• _SET TASK_: Count the lines below that contain the string "rings", matching case exactly, and give only the number.

--- start of INPUT ROWS ---

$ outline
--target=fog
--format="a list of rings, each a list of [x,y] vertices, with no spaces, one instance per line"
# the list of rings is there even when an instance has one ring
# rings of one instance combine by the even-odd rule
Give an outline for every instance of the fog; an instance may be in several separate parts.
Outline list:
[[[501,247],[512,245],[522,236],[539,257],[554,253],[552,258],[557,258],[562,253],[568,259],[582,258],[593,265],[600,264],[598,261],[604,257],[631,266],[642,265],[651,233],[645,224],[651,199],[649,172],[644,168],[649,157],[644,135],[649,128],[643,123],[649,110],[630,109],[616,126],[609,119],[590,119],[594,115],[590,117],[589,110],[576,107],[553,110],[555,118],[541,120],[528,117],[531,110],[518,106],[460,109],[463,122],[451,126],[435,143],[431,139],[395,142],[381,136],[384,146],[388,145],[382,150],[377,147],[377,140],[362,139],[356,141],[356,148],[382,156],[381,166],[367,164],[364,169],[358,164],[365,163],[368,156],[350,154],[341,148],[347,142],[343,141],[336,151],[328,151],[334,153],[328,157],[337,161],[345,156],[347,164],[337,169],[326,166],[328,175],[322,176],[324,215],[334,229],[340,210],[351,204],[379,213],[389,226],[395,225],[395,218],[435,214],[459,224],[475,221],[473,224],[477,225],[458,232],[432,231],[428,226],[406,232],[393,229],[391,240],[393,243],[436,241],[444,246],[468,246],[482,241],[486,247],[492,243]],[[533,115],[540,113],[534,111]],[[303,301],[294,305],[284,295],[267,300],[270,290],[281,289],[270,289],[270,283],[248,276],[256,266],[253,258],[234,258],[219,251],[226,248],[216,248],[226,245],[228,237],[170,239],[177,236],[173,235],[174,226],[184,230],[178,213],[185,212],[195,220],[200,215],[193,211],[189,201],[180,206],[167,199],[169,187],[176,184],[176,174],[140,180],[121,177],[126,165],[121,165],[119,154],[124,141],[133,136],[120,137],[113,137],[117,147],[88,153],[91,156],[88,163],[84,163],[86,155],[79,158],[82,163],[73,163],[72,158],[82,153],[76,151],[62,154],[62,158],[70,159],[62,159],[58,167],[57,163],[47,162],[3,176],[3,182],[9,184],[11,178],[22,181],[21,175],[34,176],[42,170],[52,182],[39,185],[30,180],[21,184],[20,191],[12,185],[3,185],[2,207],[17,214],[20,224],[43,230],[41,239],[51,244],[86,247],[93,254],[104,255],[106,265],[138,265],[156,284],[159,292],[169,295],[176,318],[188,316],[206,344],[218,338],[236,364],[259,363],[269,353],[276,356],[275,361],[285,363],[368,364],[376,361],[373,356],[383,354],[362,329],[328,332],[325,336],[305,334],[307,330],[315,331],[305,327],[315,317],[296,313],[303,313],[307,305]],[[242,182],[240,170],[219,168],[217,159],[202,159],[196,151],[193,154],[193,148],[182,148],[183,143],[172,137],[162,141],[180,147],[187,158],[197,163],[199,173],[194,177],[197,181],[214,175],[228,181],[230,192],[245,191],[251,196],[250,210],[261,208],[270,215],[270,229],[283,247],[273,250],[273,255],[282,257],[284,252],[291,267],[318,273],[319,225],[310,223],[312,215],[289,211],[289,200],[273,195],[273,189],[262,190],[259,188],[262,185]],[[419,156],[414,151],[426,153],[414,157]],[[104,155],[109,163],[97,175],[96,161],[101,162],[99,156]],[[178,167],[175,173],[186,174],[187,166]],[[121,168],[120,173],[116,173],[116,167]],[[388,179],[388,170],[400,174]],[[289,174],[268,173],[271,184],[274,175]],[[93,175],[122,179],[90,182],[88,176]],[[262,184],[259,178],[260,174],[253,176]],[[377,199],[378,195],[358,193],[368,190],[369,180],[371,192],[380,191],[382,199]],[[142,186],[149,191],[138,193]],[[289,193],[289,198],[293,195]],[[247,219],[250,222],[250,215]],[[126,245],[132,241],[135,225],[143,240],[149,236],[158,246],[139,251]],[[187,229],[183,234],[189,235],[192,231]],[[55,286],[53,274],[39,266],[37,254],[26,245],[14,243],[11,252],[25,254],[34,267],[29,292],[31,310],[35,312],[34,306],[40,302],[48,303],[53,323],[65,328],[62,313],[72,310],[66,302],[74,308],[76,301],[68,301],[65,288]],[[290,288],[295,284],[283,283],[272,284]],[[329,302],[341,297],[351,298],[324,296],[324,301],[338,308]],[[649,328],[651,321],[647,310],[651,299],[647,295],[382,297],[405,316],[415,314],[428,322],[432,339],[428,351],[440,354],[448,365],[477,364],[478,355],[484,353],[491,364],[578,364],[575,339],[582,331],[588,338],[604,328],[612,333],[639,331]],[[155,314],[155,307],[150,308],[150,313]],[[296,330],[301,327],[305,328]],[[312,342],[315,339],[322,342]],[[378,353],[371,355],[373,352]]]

--- end of INPUT ROWS ---

• _TASK OUTPUT_: 3